START Given data

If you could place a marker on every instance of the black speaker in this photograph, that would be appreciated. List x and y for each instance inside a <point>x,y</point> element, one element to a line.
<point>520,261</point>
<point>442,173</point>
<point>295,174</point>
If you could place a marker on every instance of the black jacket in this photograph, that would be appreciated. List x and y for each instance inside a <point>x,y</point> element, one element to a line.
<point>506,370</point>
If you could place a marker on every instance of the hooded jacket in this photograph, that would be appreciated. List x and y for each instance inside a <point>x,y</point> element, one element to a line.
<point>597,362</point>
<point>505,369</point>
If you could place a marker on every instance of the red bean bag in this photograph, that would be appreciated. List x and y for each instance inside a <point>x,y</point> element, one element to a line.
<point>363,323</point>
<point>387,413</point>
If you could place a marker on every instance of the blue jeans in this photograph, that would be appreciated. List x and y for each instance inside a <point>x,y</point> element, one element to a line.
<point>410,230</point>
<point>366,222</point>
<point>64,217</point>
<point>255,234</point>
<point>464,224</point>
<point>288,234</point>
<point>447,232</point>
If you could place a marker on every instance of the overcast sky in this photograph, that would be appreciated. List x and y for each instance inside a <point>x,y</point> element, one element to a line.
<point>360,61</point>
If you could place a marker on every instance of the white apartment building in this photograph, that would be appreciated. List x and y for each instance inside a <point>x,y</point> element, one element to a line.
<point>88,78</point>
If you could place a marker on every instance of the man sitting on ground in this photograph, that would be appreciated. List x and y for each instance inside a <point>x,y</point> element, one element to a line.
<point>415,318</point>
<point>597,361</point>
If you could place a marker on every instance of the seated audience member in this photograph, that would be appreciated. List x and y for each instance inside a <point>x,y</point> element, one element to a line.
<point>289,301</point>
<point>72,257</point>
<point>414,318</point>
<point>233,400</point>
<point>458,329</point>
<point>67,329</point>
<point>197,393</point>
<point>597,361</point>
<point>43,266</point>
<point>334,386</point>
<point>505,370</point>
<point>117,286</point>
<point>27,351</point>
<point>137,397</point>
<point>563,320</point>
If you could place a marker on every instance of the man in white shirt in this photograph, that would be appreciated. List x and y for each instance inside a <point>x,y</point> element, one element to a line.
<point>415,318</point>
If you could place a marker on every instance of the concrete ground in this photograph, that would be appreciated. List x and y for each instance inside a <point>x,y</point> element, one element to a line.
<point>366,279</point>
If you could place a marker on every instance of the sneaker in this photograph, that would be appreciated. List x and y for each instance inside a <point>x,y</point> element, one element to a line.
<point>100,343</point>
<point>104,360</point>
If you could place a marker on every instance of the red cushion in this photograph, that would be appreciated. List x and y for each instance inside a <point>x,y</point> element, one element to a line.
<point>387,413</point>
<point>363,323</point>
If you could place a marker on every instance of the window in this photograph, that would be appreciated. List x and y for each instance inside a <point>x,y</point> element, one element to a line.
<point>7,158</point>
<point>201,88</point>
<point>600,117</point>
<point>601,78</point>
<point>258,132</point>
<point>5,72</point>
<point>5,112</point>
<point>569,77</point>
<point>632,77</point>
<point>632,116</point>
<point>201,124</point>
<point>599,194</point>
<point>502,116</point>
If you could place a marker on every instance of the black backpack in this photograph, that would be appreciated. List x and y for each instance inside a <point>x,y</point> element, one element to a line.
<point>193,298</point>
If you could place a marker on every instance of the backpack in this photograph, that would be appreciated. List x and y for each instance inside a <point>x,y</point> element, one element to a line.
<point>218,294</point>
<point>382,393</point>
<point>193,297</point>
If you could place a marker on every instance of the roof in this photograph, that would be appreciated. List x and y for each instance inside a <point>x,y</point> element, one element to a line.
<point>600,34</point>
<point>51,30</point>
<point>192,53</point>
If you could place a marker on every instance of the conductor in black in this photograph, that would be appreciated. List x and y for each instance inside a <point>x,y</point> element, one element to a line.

END Given data

* **Problem requirements**
Return the lines of the entries above exactly as they appear, beginning at the line that contains "of the white" and stopping after the line that contains "<point>366,279</point>".

* **Output of the task**
If you could place a marker on every instance of the white apartment building in this photograph, that would be appreciated. List x and y for each instance inside a <point>x,y</point> element, one element to a line.
<point>88,78</point>
If you could place a marker on every instance of the man sitting on ground in this photograph, that would be appreciated. List x and y for each instance inside a <point>x,y</point> element, one element to a line.
<point>415,318</point>
<point>597,361</point>
If you could place a marker on every instance of the seated audience member in this photograph, that would be appreciated. List x and y for each instance inside a <point>x,y</point> element, one element to a line.
<point>289,301</point>
<point>72,257</point>
<point>414,318</point>
<point>233,400</point>
<point>458,329</point>
<point>67,329</point>
<point>197,393</point>
<point>597,361</point>
<point>43,266</point>
<point>334,386</point>
<point>505,370</point>
<point>117,286</point>
<point>27,351</point>
<point>137,397</point>
<point>563,320</point>
If you could place a marker on every instance of the man in white shirt in this photograph, that would be appreciated. List x and y for each instance inside a <point>x,y</point> element, one element to a line.
<point>415,318</point>
If you could place a marker on every instance of the concrete ground in this photograph, that would be appreciated. List x and y for each instance inside a <point>x,y</point> element, one element to a line.
<point>366,279</point>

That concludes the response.